» **What to do**:
a) In the passage on Klee's angels, swap "angels" for "angel figures" and give the part starting at "In 1939, Klee" and ending at "disengagement from life.".
b) According to the passage on Klee's angels, what condition did Klee have?

Sage of Underwood

Sage of Underwood
(with new Preface 2024)

 

Angel Applicant

In 1939, Klee composed twenty-nine works that feature angels, having in earlier years only sporadically depicted them. His angels were not the celestial kind but hybrid creatures beset with human foibles and whims. Klee’s angels are ‘forgetful,’ ‘still female’, ‘ugly,’ ‘incomplete,’ or ‘poor’—as the titles he gave these pictures indicate… Suffering from an incurable illness and sensing himself hovering between life and death, Klee possibly felt a kinship with these outsiders. 

Klee’s angel pictures are personal records of his condition (scleroderma), which at times speak of hopelessness, but also of confidence, and above all of an awareness of transition and gradual disengagement from life.

» **Input data**:
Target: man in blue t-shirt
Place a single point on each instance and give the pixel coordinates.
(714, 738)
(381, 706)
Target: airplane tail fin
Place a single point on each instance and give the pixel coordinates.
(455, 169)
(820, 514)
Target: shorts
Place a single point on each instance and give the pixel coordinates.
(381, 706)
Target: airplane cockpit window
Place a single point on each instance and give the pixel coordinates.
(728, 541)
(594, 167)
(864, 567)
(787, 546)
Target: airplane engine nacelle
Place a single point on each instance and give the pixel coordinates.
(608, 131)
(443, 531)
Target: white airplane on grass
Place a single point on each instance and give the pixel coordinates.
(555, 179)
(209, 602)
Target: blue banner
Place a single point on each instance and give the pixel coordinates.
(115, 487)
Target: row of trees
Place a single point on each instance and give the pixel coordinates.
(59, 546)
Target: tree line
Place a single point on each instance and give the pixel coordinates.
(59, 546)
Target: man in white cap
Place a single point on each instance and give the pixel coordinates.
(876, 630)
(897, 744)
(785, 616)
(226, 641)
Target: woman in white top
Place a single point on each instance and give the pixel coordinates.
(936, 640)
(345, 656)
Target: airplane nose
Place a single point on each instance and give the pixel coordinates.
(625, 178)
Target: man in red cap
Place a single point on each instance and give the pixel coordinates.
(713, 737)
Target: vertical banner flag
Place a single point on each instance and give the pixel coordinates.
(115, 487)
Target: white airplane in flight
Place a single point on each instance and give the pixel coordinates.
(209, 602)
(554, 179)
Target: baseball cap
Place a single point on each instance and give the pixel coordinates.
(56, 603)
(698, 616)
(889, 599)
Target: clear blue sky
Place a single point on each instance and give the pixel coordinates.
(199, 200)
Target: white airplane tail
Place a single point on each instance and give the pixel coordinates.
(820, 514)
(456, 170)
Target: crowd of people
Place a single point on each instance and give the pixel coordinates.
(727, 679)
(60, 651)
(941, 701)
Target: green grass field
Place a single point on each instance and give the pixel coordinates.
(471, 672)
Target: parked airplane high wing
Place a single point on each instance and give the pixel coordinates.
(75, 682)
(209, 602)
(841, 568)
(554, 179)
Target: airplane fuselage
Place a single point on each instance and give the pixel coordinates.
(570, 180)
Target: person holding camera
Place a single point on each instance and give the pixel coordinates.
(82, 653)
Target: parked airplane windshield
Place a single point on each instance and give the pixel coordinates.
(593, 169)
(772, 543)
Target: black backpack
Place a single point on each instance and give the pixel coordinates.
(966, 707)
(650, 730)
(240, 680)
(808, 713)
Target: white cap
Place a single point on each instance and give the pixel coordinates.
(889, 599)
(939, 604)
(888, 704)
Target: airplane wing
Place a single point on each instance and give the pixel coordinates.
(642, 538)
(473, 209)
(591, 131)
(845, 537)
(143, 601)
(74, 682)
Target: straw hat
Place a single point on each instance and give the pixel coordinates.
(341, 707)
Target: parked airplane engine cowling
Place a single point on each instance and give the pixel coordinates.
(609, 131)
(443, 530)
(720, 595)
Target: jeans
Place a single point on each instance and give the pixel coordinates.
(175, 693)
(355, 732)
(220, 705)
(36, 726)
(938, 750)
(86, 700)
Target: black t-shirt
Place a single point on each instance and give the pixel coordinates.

» **Results for the exercise**:
a)
In 1939, Klee composed twenty-nine works that feature angel figures, having in earlier years only sporadically depicted them. His angel figures were not the celestial kind but hybrid creatures beset with human foibles and whims. Klee’s angel figures are ‘forgetful,’ ‘still female’, ‘ugly,’ ‘incomplete,’ or ‘poor’—as the titles he gave these pictures indicate… Suffering from an incurable illness and sensing himself hovering between life and death, Klee possibly felt a kinship with these outsiders. 

Klee’s angel pictures are personal records of his condition (scleroderma), which at times speak of hopelessness, but also of confidence, and above all of an awareness of transition and gradual disengagement from life.

b) Scleroderma.